# [Assigned task]
Set every entry down again exactly, omitting none.

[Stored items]
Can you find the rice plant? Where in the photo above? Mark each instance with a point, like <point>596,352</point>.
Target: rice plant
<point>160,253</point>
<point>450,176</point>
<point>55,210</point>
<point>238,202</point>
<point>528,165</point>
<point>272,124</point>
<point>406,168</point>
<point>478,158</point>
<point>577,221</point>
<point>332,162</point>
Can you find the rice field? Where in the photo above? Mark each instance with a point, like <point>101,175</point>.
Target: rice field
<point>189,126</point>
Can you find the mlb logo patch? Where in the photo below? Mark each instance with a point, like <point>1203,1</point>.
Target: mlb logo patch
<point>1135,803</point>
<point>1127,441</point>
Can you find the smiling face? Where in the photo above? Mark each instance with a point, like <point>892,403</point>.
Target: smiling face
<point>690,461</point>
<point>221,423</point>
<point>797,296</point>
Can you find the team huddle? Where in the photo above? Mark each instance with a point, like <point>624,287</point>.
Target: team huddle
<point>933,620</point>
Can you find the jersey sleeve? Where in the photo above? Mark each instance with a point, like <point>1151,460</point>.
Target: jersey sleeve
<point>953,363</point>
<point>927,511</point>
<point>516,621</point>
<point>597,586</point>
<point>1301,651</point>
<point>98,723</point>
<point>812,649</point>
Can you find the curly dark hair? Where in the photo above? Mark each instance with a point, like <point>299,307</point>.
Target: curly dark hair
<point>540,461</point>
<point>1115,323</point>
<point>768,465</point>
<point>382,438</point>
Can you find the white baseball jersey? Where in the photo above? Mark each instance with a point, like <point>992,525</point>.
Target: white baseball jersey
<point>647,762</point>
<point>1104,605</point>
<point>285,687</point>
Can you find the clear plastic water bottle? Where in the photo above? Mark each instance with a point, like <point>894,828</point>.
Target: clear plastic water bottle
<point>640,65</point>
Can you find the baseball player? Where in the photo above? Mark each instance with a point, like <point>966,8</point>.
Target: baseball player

# [Written response]
Can you find the rice plant? Where in the photo above? Mark each instance with a point, like <point>596,352</point>.
Target: rice plant
<point>160,253</point>
<point>450,176</point>
<point>55,210</point>
<point>238,202</point>
<point>528,165</point>
<point>272,124</point>
<point>406,168</point>
<point>478,158</point>
<point>577,221</point>
<point>332,162</point>
Can you find the rice field? Where in the photo above? Mark each instance with a point, like <point>101,175</point>.
Target: rice field
<point>189,126</point>
Can you find the mlb logo patch? Where in the photo below? Mark each instance with a point, like <point>1203,1</point>.
Target: mlb logo patch
<point>1135,803</point>
<point>1127,441</point>
Can you find the smiling face? Where in the photo above? Mark each instance with a point, like <point>892,403</point>.
Target: smiling face
<point>690,461</point>
<point>221,423</point>
<point>797,296</point>
Can you find the team huddle? Where in the photo above? Mark each instance with a point, like <point>624,287</point>.
Target: team huddle
<point>933,620</point>
Can you find the jersey sleeve? Where in the photo above? Mark each instance with a point, like <point>1151,460</point>.
Target: jersey sleeve
<point>953,363</point>
<point>927,511</point>
<point>516,621</point>
<point>597,586</point>
<point>1301,651</point>
<point>98,723</point>
<point>812,649</point>
Can you find the curly dark hair? Where in the photo above? Mark each instance with a point, like <point>299,307</point>.
Target: curly dark hair
<point>540,461</point>
<point>1115,323</point>
<point>768,465</point>
<point>382,438</point>
Can you find the white baseball jersey? Where in the photo above? Mark each instance with a point, like <point>992,525</point>.
Target: white baseball jersey
<point>647,762</point>
<point>1104,605</point>
<point>285,687</point>
Can you find the clear plastic water bottle? Where in the photo above? Mark each instance with a point, like <point>894,828</point>.
Target: clear plastic water bottle
<point>640,65</point>
Can you find the baseball player? Where in the photo above? Mark each instance with a point, like <point>966,8</point>.
Target: baseball player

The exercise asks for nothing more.